Start of Source extract

Microsoft is building data centers on dry land like crazy, investing billions in expanding the global infrastructure underneath its hyperscale cloud platform.

Project Natick is one of its “relevant moonshots,” or projects that pursue ideas that have “the potential to transform the core of Microsoft’s business and the computer technology industry.” It may or may not work – the point is to test this idea out – but if it does work, it will be a massive paradigm shift in the way companies think about large-scale computing infrastructure.

“Everything learned from the deployment – and operations over the next year and eventual recovery – will allow the researchers to measure their expectations against the reality of operating underwater data centers in the real world.”

Is this a “science project” or real computers supporting real applications?

Project Natick is “an applied research project,” but it may eventually run some real-life cloud computing workloads.

End of Source extract
Start of Given entries

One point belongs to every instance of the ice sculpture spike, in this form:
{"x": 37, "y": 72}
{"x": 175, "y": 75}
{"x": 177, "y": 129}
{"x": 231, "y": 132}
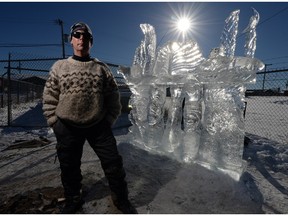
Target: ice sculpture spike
{"x": 250, "y": 30}
{"x": 189, "y": 107}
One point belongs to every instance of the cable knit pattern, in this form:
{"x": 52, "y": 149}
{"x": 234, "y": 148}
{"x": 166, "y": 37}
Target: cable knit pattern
{"x": 81, "y": 93}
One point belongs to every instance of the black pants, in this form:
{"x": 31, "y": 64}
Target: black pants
{"x": 70, "y": 141}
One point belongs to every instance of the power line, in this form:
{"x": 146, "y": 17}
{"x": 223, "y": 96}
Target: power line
{"x": 27, "y": 45}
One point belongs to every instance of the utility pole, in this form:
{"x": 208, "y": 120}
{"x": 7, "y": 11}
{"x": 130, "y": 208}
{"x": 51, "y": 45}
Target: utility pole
{"x": 60, "y": 22}
{"x": 264, "y": 76}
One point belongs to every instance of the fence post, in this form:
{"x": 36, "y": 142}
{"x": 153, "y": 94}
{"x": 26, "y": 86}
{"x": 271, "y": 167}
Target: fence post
{"x": 9, "y": 98}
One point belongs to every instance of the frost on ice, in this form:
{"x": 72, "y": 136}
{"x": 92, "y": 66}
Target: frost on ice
{"x": 189, "y": 107}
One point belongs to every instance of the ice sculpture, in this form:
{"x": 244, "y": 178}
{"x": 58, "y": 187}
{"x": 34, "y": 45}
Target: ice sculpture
{"x": 189, "y": 107}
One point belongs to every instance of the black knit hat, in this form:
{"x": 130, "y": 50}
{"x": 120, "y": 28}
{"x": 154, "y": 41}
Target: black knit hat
{"x": 81, "y": 26}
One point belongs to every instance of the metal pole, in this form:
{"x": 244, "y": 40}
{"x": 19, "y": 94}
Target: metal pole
{"x": 60, "y": 22}
{"x": 264, "y": 76}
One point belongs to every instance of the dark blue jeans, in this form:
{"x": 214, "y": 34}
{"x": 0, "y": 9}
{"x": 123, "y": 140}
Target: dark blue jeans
{"x": 70, "y": 141}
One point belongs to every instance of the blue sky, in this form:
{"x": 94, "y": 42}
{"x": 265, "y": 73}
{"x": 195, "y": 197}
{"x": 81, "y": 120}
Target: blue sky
{"x": 116, "y": 30}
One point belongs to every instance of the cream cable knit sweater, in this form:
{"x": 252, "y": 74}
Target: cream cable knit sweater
{"x": 81, "y": 93}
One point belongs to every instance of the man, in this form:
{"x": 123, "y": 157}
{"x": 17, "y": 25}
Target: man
{"x": 81, "y": 102}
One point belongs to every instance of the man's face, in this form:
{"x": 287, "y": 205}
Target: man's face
{"x": 81, "y": 41}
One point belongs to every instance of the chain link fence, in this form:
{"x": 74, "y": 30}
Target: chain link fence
{"x": 23, "y": 78}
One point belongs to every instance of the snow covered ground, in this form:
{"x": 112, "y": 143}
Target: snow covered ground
{"x": 30, "y": 177}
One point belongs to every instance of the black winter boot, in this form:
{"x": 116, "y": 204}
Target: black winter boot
{"x": 72, "y": 205}
{"x": 125, "y": 206}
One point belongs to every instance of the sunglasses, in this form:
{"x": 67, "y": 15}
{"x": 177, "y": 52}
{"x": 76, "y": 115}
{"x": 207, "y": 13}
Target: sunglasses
{"x": 84, "y": 34}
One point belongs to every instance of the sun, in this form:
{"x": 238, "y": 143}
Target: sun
{"x": 183, "y": 24}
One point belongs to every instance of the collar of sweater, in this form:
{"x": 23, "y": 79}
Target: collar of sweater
{"x": 82, "y": 59}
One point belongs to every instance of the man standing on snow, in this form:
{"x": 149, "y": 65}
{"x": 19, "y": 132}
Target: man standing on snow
{"x": 81, "y": 102}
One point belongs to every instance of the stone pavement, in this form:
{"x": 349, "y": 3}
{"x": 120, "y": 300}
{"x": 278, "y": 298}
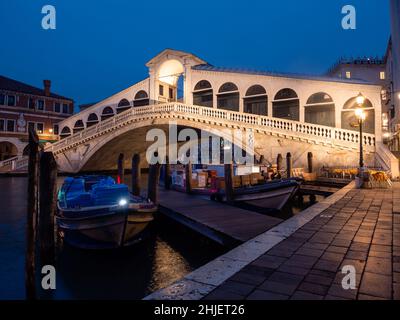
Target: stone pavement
{"x": 362, "y": 230}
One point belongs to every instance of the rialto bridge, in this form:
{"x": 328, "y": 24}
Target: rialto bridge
{"x": 284, "y": 113}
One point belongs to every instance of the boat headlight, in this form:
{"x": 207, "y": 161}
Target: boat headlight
{"x": 122, "y": 202}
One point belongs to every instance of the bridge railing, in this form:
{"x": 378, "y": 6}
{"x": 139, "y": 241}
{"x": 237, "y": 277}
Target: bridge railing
{"x": 295, "y": 129}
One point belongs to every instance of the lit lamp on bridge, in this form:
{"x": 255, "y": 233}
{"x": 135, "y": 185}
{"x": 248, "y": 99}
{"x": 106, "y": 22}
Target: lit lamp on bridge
{"x": 361, "y": 116}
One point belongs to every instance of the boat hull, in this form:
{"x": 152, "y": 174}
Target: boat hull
{"x": 275, "y": 199}
{"x": 273, "y": 195}
{"x": 113, "y": 229}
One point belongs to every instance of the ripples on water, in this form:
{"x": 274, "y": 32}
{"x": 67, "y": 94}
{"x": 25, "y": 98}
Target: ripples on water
{"x": 169, "y": 253}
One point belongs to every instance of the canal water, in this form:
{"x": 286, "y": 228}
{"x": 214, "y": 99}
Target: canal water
{"x": 169, "y": 252}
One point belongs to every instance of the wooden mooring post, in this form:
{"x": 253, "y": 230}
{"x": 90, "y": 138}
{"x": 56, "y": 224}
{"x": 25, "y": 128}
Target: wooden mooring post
{"x": 188, "y": 177}
{"x": 48, "y": 204}
{"x": 32, "y": 212}
{"x": 167, "y": 174}
{"x": 152, "y": 184}
{"x": 289, "y": 165}
{"x": 136, "y": 174}
{"x": 309, "y": 160}
{"x": 279, "y": 161}
{"x": 120, "y": 176}
{"x": 228, "y": 177}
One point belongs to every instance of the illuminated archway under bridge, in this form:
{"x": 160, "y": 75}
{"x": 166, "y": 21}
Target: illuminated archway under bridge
{"x": 97, "y": 147}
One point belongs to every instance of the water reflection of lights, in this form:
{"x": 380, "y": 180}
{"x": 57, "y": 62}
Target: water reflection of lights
{"x": 168, "y": 266}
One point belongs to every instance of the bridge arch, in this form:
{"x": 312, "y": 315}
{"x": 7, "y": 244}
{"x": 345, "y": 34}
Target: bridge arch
{"x": 320, "y": 109}
{"x": 65, "y": 132}
{"x": 7, "y": 150}
{"x": 349, "y": 119}
{"x": 228, "y": 97}
{"x": 92, "y": 120}
{"x": 286, "y": 105}
{"x": 141, "y": 98}
{"x": 107, "y": 112}
{"x": 203, "y": 94}
{"x": 78, "y": 126}
{"x": 256, "y": 100}
{"x": 123, "y": 105}
{"x": 106, "y": 151}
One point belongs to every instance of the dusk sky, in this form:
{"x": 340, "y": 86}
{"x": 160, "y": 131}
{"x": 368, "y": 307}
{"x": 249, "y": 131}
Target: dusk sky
{"x": 101, "y": 47}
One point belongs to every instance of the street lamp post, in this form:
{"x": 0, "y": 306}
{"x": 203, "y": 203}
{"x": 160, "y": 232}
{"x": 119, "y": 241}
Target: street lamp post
{"x": 360, "y": 114}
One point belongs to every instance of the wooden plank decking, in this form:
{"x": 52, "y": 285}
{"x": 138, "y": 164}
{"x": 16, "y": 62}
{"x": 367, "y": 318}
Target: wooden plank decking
{"x": 220, "y": 222}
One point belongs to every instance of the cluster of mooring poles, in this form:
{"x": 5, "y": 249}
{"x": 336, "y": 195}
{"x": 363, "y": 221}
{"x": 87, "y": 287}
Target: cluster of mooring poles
{"x": 42, "y": 202}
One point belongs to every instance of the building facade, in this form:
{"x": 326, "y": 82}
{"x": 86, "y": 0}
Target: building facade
{"x": 22, "y": 107}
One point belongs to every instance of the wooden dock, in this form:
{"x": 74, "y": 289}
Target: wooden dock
{"x": 220, "y": 222}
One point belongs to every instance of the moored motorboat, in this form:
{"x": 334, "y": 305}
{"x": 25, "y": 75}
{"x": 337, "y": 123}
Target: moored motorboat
{"x": 96, "y": 213}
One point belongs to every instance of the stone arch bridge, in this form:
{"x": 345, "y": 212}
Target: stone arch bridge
{"x": 97, "y": 147}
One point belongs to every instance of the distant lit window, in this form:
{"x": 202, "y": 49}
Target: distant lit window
{"x": 31, "y": 103}
{"x": 11, "y": 101}
{"x": 65, "y": 108}
{"x": 40, "y": 105}
{"x": 39, "y": 128}
{"x": 31, "y": 126}
{"x": 10, "y": 125}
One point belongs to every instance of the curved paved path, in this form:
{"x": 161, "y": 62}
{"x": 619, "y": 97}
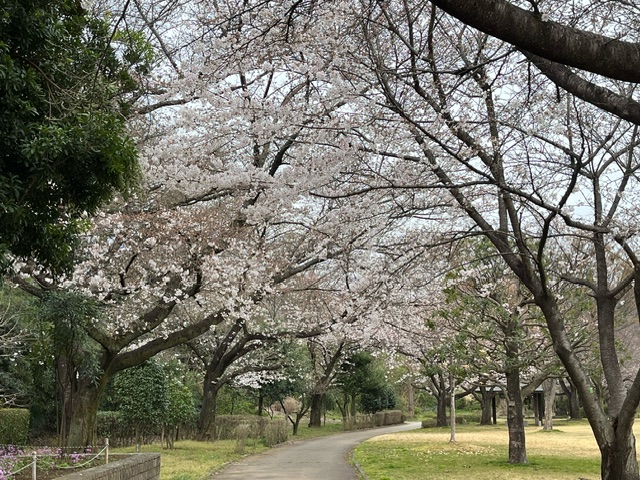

End of Given entries

== The request ==
Could you pick up the Project Natick passage after its last sentence and continue it? This data has no connection to the Project Natick passage.

== Result of this exercise ==
“Like any new car, we will kick the tires and run the engine in different speeds to make sure everything works well,” Spencer Fowers, one of the Microsoft researchers, said. “Then, once we are completely ready to go, we will grab one or two of our clients and hand them over the keys and let them start deploying jobs onto our system.”

How is this phase of Project Natick different from the last one?

The first phase was a proof of concept, meant to show whether the idea is even feasible. The second phase is meant to find out whether it’s practical in terms of economics, logistics, and environmental sustainability.

The second vessel is much larger than the first one, which was a vertical cylinder that contained only one IT rack. There are 864 servers in 12 racks inside the new 40-foot submarine data center, including all the necessary cooling infrastructure.

The first vessel operated underwater only for 105 days. The second one is designed to stay on the ocean floor for years. It is a full-scale module that’s closer to what Microsoft’s underwater data centers would look like if the experiment was successful and the company started deploying them as part of its global-scale cloud platform.

How is this thing powered, and how does it send data to land?

The data center is connected to a power cable running from the Orkney Island grid, which gets all its energy from renewable sources (wind and solar). The same cable includes fiber-optic wiring that connects the capsule to Microsoft’s network.

Is it cooled by seawater?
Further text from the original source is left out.